### Exercise prompt
The entire listing below is to be reproduced exactly.

### Given entries

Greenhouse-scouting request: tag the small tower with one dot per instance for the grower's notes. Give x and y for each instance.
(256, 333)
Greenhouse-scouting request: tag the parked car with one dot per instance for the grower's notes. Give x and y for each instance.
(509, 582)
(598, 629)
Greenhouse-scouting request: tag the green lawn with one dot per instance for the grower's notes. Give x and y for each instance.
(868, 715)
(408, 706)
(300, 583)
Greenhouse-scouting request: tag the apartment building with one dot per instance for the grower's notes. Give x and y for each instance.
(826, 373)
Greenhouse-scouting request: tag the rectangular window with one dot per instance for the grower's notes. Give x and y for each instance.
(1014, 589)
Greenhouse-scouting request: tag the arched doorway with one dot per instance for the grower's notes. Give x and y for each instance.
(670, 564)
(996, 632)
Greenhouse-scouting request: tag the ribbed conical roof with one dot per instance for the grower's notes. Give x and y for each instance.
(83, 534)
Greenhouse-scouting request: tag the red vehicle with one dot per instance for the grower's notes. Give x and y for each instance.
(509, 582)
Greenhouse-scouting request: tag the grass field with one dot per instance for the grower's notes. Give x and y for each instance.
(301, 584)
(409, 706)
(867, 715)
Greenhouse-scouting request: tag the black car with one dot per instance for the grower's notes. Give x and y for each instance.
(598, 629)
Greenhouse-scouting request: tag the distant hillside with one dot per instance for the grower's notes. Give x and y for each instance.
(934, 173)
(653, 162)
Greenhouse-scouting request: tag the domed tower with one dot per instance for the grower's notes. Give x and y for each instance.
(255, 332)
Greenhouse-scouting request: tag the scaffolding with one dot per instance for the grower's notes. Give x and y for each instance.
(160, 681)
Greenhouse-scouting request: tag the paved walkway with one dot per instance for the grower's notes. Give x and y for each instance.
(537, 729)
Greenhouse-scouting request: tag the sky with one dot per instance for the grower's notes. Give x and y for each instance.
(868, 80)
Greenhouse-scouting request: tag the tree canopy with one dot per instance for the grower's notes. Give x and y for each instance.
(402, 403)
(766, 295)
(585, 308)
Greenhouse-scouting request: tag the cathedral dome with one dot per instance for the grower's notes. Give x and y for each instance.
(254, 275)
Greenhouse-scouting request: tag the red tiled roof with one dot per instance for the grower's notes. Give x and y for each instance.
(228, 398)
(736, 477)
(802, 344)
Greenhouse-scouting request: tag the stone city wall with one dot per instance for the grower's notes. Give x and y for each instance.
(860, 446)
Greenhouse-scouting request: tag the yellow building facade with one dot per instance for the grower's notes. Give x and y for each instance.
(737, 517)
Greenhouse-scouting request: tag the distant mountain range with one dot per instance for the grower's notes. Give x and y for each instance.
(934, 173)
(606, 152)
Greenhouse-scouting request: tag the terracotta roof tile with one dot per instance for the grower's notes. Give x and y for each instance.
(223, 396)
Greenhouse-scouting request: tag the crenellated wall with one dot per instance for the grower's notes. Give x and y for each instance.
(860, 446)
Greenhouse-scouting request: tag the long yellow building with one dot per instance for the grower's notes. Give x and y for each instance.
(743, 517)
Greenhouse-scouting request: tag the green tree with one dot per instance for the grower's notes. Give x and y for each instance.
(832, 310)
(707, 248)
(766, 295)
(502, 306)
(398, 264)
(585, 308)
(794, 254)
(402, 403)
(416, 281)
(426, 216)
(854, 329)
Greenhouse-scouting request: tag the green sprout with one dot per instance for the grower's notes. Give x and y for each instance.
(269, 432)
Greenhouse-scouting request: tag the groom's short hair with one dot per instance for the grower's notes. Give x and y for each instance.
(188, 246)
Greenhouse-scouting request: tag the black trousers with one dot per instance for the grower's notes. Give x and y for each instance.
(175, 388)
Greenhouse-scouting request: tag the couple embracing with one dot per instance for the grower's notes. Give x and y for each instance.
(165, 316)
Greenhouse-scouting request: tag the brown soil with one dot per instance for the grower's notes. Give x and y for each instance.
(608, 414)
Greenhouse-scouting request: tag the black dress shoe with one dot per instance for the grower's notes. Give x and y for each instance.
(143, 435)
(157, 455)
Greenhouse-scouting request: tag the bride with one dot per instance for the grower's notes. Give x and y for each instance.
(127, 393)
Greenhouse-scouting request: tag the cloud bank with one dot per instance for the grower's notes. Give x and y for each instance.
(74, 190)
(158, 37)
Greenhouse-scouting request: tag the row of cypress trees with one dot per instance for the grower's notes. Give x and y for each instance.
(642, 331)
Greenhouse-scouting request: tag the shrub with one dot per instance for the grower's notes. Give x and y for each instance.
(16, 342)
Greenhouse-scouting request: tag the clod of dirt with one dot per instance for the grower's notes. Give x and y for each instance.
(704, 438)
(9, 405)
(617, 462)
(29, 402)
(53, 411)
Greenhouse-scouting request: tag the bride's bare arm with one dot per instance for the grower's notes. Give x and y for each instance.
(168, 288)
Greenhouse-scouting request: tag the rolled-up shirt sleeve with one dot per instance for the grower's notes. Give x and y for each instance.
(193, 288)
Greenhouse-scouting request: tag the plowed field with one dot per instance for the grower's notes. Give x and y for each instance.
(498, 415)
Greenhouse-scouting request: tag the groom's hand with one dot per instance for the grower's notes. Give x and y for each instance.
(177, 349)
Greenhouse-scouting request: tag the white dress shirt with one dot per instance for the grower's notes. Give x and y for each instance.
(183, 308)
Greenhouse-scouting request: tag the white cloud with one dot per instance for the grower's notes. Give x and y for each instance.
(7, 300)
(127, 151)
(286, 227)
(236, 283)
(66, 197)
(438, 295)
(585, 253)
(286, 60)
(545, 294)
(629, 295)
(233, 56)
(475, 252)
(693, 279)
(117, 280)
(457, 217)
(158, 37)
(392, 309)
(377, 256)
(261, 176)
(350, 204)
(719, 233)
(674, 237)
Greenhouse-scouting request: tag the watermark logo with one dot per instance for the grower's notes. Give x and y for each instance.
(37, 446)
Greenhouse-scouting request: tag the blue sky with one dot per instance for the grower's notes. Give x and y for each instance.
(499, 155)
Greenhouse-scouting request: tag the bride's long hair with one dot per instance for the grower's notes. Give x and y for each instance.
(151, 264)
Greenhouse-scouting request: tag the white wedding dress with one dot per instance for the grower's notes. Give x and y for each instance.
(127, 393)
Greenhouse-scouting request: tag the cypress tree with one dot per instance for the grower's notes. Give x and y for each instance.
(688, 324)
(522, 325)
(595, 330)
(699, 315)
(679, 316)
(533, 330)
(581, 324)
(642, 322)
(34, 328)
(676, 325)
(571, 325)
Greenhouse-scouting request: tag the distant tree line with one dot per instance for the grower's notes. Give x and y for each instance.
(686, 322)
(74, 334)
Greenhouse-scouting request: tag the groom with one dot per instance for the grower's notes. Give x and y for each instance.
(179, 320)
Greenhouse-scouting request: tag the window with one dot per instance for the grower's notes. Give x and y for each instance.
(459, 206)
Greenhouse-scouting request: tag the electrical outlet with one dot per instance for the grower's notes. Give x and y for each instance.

### Finished exercise
Greenhouse-scouting request: tag the small tower with one dot per instance for the grower's notes. Give x and y for each instance.
(256, 333)
Greenhouse-scouting request: tag the parked car with one dot per instance for the grower's notes. Give x and y for each instance.
(509, 582)
(598, 629)
Greenhouse-scouting request: tag the green lawn with one dot per instance for the grower's notes. Give x and y for each instance.
(868, 715)
(408, 706)
(300, 583)
Greenhouse-scouting request: tag the apartment building with one dot per instance for the grower's notes. Give x and y for each instance.
(826, 373)
Greenhouse-scouting request: tag the rectangular window with one dot per instance for the grower's notes. Give x and y for each instance.
(1014, 589)
Greenhouse-scouting request: tag the arched doorway with one dot per instance for the grower's notes. Give x and y for each instance.
(670, 564)
(996, 632)
Greenhouse-scouting request: tag the ribbed conical roof with one dot per instance for the grower's notes. Give x and y for each instance.
(83, 534)
Greenhouse-scouting request: tag the red vehicle with one dot per instance for the grower's notes. Give x and y for each instance.
(509, 582)
Greenhouse-scouting request: tag the grass field with one dot per instance for the grower's notes. Give x and y for each instance.
(301, 584)
(409, 706)
(867, 715)
Greenhouse-scouting request: tag the black car with one dot per instance for the grower's notes. Give x and y for each instance.
(598, 629)
Greenhouse-scouting request: tag the distant hillside with one dot per instance for the grower's notes. Give x and y for each instance.
(934, 173)
(653, 162)
Greenhouse-scouting request: tag the domed tower with one dot per instance for the grower's notes. Give x and y for each instance.
(255, 332)
Greenhouse-scouting request: tag the scaffolding with one dot per instance for the grower's notes. Give x and y for each instance.
(160, 681)
Greenhouse-scouting request: tag the paved walkway with one dot per instance for the grower's notes. Give x and y for each instance.
(537, 729)
Greenhouse-scouting request: tag the sky with one dot per instance for the grower's notes. Give x and y for each instance.
(868, 80)
Greenhouse-scouting request: tag the tree canopy with one dot per instance for the grower's notes. Give x and y for each instance.
(402, 403)
(766, 295)
(585, 308)
Greenhouse-scouting request: tag the cathedral dome with one dot per instance for the grower's notes. Give x and y for each instance.
(254, 275)
Greenhouse-scouting request: tag the red tiled roof with one dot per instance for the grower's notes. Give x and y for each instance.
(228, 398)
(736, 477)
(802, 344)
Greenhouse-scouting request: tag the stone city wall with one dot per instance for the grower's notes. Give x and y for each instance.
(860, 446)
Greenhouse-scouting request: tag the yellow building facade with one dot per instance for the grower's notes. Give x and y for each instance.
(737, 517)
Greenhouse-scouting request: tag the distant mountain range with one dot per instance for the grower's notes. Give x and y for each instance.
(934, 173)
(606, 152)
Greenhouse-scouting request: tag the terracotta roof tile with one dot per instance for the grower's notes. Give x and y for each instance.
(223, 396)
Greenhouse-scouting request: tag the crenellated wall with one dot per instance for the grower's notes. Give x and y for each instance.
(860, 446)
Greenhouse-scouting request: tag the long yellow building with one dot per instance for the grower's notes. Give x and y for each instance.
(743, 517)
Greenhouse-scouting request: tag the green tree with one dot per instance for the grower's notes. Give x and y for each instance.
(832, 310)
(707, 248)
(766, 295)
(502, 306)
(398, 264)
(585, 308)
(794, 254)
(402, 403)
(416, 281)
(426, 216)
(854, 329)
Greenhouse-scouting request: tag the green sprout with one dot per instance for the grower's notes. Give x and y for each instance.
(269, 432)
Greenhouse-scouting request: tag the groom's short hair with one dot per instance for the grower's notes. Give x and y for each instance.
(188, 246)
Greenhouse-scouting request: tag the black trousers with one dot per instance for the grower's notes. Give x and y for each instance.
(175, 388)
Greenhouse-scouting request: tag the couple embracing with one dot per instance for the grower's notes. Give x and y for each instance.
(165, 316)
Greenhouse-scouting request: tag the brown soil with one dot per instance for the grower's notes. Give x and y for each instance.
(608, 414)
Greenhouse-scouting request: tag the black dress shoe with one dot per instance for the grower's notes. Give x and y for each instance.
(143, 435)
(157, 455)
Greenhouse-scouting request: tag the bride with one dot per instance for the grower's notes. Give x and y for each instance.
(127, 393)
Greenhouse-scouting request: tag the cloud bank with one dot per instance for the grower's notes. Give x and y for each instance.
(74, 190)
(158, 37)
Greenhouse-scouting request: tag the row of cypress trees with one dot per instance for the grower's notes. Give x and y for each instance.
(642, 331)
Greenhouse-scouting request: tag the shrub with one dot per instance for the grower's notes. Give x and y for each instance.
(16, 342)
Greenhouse-scouting request: tag the clod of dirt with one dot per instance for the grower's notes. Give x and y for each instance.
(704, 438)
(9, 405)
(617, 462)
(29, 402)
(53, 411)
Greenhouse-scouting request: tag the bride's bare arm with one dot per instance for the grower's notes. Give x and y for each instance.
(168, 288)
Greenhouse-scouting request: tag the rolled-up shirt sleeve with one dot per instance for the grower's notes. Give x and y for each instance.
(193, 288)
Greenhouse-scouting request: tag the plowed field with one dot per instance for the grower's notes. Give x and y for each instance.
(498, 415)
Greenhouse-scouting request: tag the groom's hand with one dot per instance for the grower's notes. Give x and y for each instance.
(177, 349)
Greenhouse-scouting request: tag the white dress shirt with one dot per instance for the grower's notes. Give x and y for each instance.
(183, 308)
Greenhouse-scouting request: tag the white cloud with one dot per instance for the grower's notes. Give x and y for each instance.
(7, 300)
(127, 151)
(286, 227)
(236, 283)
(66, 197)
(438, 295)
(585, 253)
(286, 60)
(545, 294)
(629, 295)
(233, 56)
(475, 252)
(693, 279)
(117, 280)
(457, 217)
(158, 37)
(392, 309)
(377, 256)
(261, 176)
(350, 204)
(719, 233)
(674, 237)
Greenhouse-scouting request: tag the watermark logo with one dot per instance for the grower's notes. Give x and y for each instance.
(37, 446)
Greenhouse-scouting request: tag the blue sky with one dot per instance for the grower's notes. Give x and y for each instance.
(499, 155)
Greenhouse-scouting request: tag the bride's long hair with one dot per instance for the grower's notes. Give x and y for each instance.
(151, 264)
Greenhouse-scouting request: tag the white wedding dress with one dot per instance for the grower's notes. Give x and y for each instance.
(127, 393)
Greenhouse-scouting request: tag the cypress tree with one dot per instance for the grower's notes. Give x and y for each instance.
(688, 324)
(522, 325)
(595, 330)
(699, 315)
(679, 316)
(533, 330)
(581, 324)
(642, 322)
(34, 328)
(676, 325)
(571, 325)
Greenhouse-scouting request: tag the distant tree line with one dot per instance for the grower's notes. Give x and y for each instance.
(686, 322)
(74, 334)
Greenhouse-scouting request: tag the groom with one dot per instance for the grower's notes. Give x and y for each instance.
(179, 320)
Greenhouse-scouting request: tag the window with one dot per instance for the grower's notes. Give x and y for each instance.
(459, 206)
Greenhouse-scouting request: tag the electrical outlet with one dot per instance for the grower's notes. Give x and y for each instance.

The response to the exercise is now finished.